Naissance de l’influx dans les oreillettes

Il nait dans le nœud sinusal (ou nœud de Keith et Flack) dans la partie haute de l’oreillette droite. Cette naissance est le fait d’un automatisme : les cellules du nœud sinusal sont localement capables de créer les courants ioniques à travers leurs membranes, nécessaires à déclencher un potentiel d’action qui se transmet de cellule en cellule. Cet automatisme est très original car les autres cellules cardiaques n’en sont pas capables, les condamnant à obéir à cette seule source d’activation.

Après sa naissance dans le nœud sinusal, l’influx se propage à l’ensemble des oreillettes pour commander leur contraction, qui se manifeste sur l’électrocardiogramme par l’onde P, caractéristique du rythme sinusal (normal).

Une source qui s’adapte aux besoins

De nombreux paramètres intérieurs ou extérieurs vont agir sur le nœud sinusal pour accélérer (effort, émotion…) ou ralentir (repos, sommeil…) cet automatisme sur une gramme de fréquence allant de 40 à 180 battements par minute chez l’adulte.

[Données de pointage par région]
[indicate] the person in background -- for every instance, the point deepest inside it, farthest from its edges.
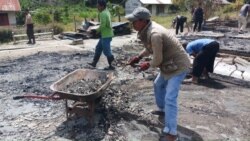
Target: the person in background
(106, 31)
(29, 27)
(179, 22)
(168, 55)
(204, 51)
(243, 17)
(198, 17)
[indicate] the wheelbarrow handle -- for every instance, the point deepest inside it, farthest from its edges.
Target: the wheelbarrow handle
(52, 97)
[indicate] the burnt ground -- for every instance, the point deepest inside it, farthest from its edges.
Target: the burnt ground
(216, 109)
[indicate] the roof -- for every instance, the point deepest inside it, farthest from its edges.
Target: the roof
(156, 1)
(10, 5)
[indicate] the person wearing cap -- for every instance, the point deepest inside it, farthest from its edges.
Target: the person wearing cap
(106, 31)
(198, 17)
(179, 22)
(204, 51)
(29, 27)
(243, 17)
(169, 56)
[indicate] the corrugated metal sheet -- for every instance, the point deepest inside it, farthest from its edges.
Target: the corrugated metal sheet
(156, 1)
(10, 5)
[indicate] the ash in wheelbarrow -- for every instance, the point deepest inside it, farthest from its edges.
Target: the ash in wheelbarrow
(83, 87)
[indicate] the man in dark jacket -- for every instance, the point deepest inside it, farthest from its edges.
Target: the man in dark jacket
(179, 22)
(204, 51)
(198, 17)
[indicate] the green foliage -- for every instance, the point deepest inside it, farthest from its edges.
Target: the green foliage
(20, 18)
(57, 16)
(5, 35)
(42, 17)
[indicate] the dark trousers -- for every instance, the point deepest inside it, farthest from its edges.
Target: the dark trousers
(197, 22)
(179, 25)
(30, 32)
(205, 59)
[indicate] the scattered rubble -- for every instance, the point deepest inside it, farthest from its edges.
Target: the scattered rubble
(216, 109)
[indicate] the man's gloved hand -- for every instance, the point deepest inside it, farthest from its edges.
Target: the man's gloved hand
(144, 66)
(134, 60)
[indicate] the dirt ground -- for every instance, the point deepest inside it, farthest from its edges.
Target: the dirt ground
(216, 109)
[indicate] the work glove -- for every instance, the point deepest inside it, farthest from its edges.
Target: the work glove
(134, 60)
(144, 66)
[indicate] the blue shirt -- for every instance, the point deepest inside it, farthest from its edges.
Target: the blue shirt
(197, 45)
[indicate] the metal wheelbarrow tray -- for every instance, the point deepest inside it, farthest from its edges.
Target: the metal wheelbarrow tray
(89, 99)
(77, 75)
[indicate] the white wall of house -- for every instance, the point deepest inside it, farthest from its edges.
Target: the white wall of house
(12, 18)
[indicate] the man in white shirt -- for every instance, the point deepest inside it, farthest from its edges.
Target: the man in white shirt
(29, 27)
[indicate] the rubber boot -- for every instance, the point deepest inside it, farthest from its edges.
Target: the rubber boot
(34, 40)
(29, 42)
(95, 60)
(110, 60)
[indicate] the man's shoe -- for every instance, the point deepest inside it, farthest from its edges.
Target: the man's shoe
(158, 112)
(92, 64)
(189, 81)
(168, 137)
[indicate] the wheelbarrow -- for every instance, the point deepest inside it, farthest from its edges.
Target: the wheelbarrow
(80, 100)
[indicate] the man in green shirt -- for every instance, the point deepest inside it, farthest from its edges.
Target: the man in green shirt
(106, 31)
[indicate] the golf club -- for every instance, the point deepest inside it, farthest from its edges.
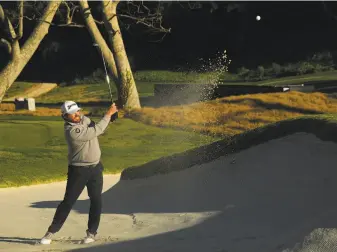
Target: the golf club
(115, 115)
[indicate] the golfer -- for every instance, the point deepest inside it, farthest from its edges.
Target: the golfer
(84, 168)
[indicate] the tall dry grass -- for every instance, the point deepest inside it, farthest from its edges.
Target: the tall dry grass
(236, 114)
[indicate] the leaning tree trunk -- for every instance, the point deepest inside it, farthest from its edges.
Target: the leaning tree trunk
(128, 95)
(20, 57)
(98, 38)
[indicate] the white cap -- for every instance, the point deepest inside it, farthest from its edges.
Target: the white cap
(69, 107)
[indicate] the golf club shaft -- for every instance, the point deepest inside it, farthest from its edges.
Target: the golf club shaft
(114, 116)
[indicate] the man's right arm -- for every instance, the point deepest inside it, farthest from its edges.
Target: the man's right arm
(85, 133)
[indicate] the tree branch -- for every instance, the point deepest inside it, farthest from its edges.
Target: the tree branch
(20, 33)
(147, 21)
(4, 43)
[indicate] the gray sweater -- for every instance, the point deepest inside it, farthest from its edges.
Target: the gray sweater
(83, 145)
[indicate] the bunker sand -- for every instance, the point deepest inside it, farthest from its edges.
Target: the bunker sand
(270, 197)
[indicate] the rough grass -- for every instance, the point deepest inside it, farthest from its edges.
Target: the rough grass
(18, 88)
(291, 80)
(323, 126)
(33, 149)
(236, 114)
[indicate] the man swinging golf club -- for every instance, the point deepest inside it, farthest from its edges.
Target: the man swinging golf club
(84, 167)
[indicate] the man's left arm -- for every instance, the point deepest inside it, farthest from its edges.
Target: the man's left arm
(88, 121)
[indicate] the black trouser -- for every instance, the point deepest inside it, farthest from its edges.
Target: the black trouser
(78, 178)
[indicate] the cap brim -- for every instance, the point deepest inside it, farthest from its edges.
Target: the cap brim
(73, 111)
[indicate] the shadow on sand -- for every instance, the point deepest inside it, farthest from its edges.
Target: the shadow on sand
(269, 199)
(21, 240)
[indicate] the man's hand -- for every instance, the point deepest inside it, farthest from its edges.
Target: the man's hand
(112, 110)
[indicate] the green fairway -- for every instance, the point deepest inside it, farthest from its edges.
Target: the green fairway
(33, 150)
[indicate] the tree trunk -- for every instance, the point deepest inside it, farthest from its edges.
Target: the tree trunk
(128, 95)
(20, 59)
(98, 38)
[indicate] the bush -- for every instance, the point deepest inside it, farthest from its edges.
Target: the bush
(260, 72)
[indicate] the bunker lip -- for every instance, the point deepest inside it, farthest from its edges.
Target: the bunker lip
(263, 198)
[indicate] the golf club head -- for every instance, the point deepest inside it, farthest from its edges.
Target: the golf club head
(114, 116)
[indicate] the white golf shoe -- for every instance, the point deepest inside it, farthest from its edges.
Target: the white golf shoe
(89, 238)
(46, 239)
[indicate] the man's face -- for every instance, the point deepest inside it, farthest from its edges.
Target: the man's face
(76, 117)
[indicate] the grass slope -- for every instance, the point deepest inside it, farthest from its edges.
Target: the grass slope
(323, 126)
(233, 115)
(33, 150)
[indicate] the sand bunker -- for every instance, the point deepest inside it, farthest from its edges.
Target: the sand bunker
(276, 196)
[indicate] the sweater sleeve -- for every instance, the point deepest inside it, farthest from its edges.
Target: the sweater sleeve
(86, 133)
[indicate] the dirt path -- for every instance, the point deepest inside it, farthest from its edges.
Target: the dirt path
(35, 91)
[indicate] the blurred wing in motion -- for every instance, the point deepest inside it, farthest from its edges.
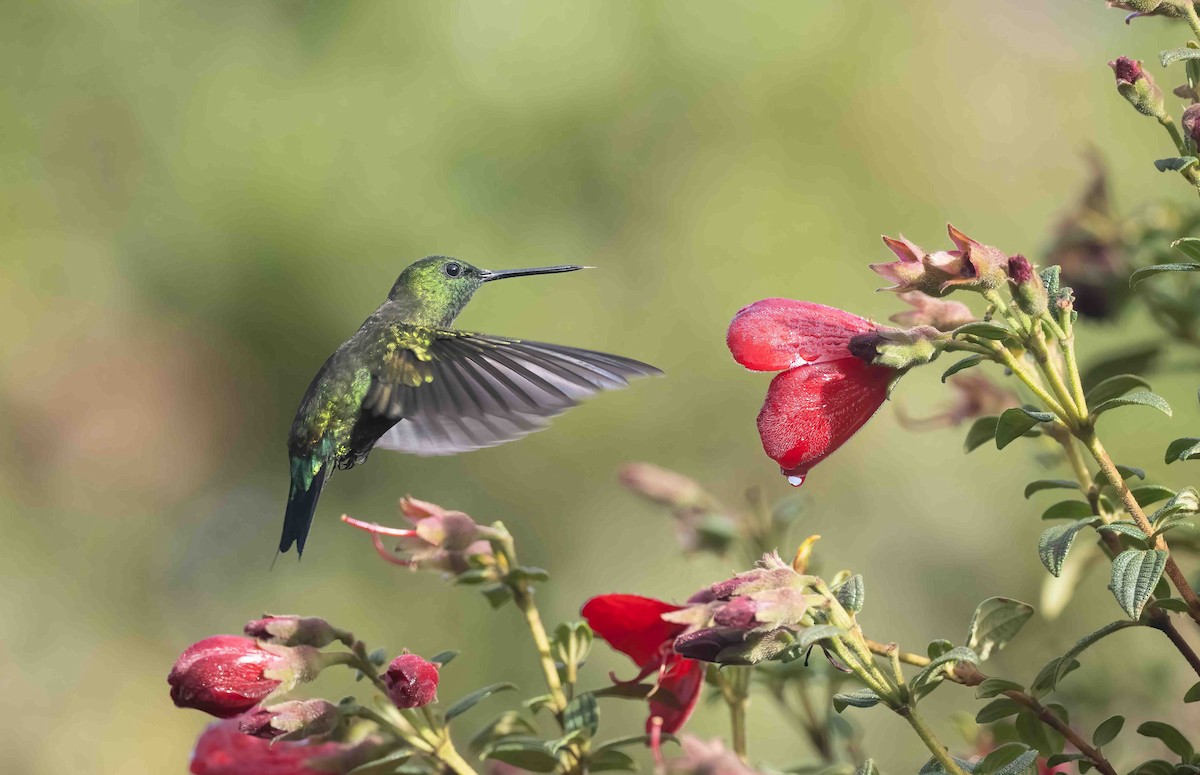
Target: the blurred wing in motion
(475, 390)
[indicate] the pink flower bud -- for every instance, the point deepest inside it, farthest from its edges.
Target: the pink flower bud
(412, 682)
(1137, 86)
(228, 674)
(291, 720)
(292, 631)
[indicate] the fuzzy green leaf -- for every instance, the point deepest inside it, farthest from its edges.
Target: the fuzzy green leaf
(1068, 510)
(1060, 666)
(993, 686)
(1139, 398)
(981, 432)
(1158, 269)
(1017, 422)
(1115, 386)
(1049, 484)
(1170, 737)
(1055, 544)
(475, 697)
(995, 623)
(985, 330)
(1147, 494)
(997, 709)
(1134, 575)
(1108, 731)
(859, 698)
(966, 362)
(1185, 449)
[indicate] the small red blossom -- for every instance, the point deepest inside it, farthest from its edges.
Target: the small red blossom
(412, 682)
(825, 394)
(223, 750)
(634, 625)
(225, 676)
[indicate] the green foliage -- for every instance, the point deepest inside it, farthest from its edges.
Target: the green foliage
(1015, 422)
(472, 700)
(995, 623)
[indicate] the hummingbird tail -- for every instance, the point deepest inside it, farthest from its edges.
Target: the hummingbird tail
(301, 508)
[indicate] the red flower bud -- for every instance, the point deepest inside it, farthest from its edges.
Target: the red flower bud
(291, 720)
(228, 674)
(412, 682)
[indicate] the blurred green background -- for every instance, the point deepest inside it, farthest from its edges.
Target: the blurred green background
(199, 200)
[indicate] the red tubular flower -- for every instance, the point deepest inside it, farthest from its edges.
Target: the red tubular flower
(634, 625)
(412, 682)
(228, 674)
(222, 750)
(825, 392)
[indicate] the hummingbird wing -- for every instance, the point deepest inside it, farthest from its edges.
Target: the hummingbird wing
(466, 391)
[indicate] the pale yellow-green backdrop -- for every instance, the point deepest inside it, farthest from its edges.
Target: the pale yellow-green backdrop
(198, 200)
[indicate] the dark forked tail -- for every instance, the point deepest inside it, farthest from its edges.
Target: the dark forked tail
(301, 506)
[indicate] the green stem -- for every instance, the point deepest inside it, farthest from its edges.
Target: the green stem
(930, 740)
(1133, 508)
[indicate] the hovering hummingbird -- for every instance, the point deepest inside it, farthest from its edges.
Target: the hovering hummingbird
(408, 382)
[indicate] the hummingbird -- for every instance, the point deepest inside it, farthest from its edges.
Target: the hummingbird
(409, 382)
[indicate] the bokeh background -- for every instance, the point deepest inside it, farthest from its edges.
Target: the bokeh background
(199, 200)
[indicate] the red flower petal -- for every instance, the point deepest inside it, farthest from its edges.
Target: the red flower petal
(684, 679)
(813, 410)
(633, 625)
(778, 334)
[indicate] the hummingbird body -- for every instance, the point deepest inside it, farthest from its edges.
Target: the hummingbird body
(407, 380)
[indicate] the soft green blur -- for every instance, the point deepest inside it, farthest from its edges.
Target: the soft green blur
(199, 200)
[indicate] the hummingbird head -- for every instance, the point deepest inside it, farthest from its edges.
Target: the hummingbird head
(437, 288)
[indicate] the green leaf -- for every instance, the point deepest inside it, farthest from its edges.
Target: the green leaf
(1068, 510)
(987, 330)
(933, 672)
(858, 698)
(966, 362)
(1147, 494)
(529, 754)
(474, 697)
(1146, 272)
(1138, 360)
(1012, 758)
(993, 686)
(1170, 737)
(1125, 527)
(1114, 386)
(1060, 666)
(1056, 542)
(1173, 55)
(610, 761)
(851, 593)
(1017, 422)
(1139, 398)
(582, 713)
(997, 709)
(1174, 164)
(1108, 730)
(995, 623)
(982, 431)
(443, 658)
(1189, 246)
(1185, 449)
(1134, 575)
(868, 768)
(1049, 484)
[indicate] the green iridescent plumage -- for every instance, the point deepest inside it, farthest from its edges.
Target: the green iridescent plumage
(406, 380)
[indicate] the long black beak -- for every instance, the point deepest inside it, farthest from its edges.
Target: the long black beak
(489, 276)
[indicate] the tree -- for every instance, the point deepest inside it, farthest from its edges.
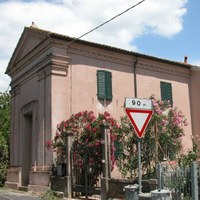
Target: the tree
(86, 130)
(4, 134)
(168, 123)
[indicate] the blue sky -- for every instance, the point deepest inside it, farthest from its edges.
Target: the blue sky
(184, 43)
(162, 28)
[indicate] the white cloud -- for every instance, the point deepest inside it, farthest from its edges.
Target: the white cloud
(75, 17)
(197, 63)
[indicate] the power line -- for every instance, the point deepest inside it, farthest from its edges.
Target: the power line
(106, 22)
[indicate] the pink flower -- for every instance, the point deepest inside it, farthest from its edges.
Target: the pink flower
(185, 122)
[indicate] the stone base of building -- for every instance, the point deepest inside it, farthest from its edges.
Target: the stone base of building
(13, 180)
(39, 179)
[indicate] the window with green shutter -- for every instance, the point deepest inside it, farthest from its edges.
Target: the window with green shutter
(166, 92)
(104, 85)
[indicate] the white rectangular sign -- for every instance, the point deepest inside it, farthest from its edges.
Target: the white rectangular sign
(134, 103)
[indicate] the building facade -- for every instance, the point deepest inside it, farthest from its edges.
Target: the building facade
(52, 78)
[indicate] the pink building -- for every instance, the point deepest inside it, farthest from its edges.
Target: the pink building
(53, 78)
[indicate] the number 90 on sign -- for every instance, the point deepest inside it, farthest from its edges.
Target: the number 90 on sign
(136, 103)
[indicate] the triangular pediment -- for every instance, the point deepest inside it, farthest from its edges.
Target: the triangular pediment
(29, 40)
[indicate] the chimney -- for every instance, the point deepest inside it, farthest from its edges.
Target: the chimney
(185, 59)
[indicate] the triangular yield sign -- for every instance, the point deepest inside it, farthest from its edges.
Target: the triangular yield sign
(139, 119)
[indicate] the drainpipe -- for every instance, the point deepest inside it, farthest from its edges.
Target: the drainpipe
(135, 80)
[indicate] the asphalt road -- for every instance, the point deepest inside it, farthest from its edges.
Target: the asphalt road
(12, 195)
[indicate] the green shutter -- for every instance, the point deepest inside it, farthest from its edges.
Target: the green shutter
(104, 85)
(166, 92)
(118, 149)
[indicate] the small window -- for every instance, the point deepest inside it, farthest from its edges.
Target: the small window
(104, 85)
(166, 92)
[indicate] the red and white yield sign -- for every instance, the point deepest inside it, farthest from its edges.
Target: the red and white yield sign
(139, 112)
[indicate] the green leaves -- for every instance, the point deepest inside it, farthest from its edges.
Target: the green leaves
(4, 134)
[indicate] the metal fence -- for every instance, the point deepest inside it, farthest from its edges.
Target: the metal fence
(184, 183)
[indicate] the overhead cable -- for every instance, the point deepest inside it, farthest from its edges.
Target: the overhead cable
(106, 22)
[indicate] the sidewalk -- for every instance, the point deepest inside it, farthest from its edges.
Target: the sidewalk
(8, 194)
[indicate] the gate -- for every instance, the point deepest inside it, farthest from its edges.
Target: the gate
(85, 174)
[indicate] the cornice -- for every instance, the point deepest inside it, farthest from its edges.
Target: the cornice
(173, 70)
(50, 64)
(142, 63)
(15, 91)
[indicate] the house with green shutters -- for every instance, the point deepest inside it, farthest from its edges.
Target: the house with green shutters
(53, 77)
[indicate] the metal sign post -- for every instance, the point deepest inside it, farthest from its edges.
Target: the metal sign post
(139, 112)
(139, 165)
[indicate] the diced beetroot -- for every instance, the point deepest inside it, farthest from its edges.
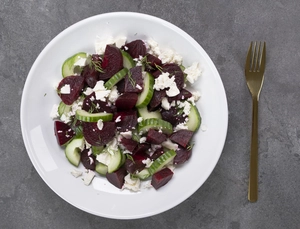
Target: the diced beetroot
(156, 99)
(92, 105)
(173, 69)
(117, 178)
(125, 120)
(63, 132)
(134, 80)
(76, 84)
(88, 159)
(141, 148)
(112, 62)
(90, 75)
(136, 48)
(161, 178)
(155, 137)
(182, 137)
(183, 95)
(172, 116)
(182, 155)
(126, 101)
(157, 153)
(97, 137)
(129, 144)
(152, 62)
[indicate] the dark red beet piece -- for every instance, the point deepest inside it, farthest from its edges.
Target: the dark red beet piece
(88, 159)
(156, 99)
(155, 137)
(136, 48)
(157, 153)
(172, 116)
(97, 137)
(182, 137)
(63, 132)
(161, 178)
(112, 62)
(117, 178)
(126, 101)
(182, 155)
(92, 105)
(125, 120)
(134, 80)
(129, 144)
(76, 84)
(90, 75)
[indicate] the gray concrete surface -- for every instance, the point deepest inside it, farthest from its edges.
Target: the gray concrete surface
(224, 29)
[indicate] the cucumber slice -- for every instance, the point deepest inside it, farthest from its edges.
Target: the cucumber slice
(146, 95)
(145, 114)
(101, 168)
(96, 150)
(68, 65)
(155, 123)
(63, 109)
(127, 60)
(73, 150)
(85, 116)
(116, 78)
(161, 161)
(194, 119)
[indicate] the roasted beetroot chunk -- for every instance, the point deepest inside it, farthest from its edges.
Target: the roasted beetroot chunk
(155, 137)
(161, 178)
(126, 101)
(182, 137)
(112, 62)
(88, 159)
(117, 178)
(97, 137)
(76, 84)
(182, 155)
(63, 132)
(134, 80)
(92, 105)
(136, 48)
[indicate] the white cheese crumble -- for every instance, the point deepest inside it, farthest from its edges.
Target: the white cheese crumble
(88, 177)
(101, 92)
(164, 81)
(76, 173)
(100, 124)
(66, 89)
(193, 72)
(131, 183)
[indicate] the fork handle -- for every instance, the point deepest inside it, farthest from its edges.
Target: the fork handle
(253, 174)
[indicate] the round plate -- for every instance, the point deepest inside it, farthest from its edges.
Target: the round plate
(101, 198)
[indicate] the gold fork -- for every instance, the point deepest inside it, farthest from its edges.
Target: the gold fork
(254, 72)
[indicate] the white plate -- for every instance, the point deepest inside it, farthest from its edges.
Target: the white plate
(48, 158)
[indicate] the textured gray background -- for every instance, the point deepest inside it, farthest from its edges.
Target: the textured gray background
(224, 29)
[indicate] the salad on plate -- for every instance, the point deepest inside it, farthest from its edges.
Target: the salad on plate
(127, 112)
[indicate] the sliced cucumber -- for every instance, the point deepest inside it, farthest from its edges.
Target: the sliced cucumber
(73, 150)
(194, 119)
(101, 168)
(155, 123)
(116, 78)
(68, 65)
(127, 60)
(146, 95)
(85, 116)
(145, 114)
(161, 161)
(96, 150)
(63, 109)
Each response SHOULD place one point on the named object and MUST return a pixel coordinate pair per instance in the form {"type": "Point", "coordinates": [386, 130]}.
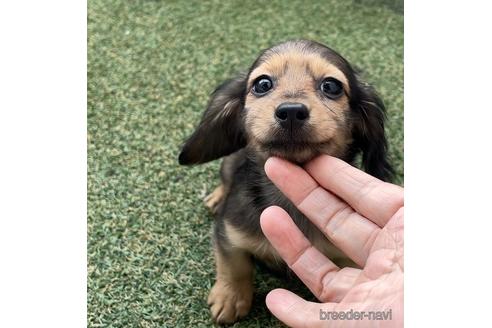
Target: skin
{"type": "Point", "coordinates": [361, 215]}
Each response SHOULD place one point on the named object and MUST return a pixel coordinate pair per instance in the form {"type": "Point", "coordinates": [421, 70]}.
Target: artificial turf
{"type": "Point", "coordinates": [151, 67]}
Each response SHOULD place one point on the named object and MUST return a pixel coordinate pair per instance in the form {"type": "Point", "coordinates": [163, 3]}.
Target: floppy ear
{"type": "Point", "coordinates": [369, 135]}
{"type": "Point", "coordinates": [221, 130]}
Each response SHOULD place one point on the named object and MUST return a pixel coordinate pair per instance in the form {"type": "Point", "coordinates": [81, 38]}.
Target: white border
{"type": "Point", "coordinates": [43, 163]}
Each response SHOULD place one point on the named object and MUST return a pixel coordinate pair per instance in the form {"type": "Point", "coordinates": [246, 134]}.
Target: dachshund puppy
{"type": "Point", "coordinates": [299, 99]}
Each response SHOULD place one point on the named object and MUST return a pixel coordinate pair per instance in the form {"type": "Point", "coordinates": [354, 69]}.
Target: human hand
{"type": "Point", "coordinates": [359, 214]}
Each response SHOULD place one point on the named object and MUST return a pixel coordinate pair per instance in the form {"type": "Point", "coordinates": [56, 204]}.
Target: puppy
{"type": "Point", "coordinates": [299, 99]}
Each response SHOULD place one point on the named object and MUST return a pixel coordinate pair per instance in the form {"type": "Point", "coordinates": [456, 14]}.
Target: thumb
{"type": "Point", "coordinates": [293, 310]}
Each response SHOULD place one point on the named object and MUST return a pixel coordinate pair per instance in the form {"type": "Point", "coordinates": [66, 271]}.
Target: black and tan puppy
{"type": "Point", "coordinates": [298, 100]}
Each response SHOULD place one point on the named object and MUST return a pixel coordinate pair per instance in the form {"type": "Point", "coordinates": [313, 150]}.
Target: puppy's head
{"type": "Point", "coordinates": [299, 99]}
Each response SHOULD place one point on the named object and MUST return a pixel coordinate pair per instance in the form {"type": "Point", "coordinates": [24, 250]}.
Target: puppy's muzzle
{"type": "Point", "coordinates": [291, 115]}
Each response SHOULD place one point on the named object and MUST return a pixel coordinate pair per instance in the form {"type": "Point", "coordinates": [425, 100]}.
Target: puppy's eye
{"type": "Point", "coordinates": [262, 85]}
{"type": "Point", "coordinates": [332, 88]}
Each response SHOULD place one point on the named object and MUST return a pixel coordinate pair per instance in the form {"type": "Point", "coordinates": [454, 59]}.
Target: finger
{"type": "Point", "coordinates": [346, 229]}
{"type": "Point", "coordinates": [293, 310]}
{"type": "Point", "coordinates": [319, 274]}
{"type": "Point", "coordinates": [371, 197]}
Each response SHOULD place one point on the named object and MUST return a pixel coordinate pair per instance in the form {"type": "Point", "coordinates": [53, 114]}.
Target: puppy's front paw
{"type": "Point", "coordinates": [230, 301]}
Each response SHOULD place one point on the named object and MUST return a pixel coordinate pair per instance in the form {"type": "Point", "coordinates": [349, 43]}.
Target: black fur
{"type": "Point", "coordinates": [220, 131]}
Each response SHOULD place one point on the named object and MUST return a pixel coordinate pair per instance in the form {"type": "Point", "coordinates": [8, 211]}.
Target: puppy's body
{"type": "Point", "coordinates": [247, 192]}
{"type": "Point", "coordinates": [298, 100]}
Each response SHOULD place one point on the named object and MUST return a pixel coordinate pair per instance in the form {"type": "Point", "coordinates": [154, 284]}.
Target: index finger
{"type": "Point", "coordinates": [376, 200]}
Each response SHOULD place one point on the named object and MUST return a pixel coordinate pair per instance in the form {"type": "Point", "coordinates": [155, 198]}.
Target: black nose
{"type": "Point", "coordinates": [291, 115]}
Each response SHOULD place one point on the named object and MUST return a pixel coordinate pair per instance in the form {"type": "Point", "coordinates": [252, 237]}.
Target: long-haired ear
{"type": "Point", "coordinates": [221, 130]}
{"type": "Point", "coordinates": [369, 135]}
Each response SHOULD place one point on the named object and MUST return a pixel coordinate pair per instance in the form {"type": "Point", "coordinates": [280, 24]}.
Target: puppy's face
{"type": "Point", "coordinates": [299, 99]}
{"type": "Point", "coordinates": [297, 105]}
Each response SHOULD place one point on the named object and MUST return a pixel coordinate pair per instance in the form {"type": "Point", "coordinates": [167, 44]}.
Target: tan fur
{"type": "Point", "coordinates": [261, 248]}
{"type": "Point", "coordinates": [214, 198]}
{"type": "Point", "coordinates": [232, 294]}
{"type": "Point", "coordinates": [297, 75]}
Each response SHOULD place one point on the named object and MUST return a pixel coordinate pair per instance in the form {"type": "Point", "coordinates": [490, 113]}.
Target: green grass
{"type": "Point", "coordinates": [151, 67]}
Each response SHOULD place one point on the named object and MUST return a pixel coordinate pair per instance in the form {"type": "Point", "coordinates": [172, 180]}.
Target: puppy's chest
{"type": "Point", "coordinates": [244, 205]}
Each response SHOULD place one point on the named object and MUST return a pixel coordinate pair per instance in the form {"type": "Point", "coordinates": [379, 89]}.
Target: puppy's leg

* _TRAVAIL DEMANDÉ_:
1) Recopiez le passage du texte sur l'influx cardiaque qui va de « Naissance de l’influx » jusqu'à « rythme sinusal (normal). ».
2) Reprenez le texte sur l'influx cardiaque à l'endroit où il s'arrête et poursuivez-en la rédaction.

* _RÉPONSES NUMÉROTÉES_:
1)
Naissance de l’influx dans les oreillettes

Il nait dans le nœud sinusal (ou nœud de Keith et Flack) dans la partie haute de l’oreillette droite. Cette naissance est le fait d’un automatisme : les cellules du nœud sinusal sont localement capables de créer les courants ioniques à travers leurs membranes, nécessaires à déclencher un potentiel d’action qui se transmet de cellule en cellule. Cet automatisme est très original car les autres cellules cardiaques n’en sont pas capables, les condamnant à obéir à cette seule source d’activation.

Après sa naissance dans le nœud sinusal, l’influx se propage à l’ensemble des oreillettes pour commander leur contraction, qui se manifeste sur l’électrocardiogramme par l’onde P, caractéristique du rythme sinusal (normal).

2)
Certaines maladies du rythme, comme la fibrillation ou le flutter correspondent à l’émergence de foyers d’activation anormaux, rapides et anarchiques dans les oreillettes qui inhibent l’action du nœud sinusal dont l’automatisme est beaucoup plus lent que ceux de ces arythmies. A l’inverse, le nœud sinusal peut présenter des ralentissements excessifs, voire des pauses ou une panne totale d’activité pouvant nécessiter l’implantation d’un stimulateur cardiaque.

Propagation de l’influx à travers la jonction oreillettes-ventricules

Il n’y a pas de passage direct de l’influx à la jonction entre oreillettes et ventricules, car les anneaux fibreux qui entourent les valves atrio-ventriculaires (valves tricuspide et mitrale) sont isolants, obligeant l’influx des oreillettes à converger vers un relai électrique unique, le nœud atrio-ventriculaire (ou nœud d’Ashoff-Tawara). A ce niveau, l’activation est légèrement ralentie (pendant environ 0,15 sec) pour laisser du temps à l’éjection des oreillettes et donc optimiser la synchronisation de contraction oreillettes-ventricules. Sur l’électrocardiogramme, on note effectivement un temps de repos entre l’onde P (contraction des oreillettes) et l’onde R (contraction des ventricules).

L’autre intérêt de cette temporisation dans le nœud atrio-ventriculaire est d’éviter qu’un emballement des oreillettes(une fibrillation provoque une activation des oreillettes à une fréquence de 250 à 400 par minute !) induise un emballement identique des ventricules. En effet, une fréquence ventriculaire supérieure à 250 / minute est très mal tolérée (malaise, perte de connaissance), voire mortelle en cas de fréquence extrême prolongée.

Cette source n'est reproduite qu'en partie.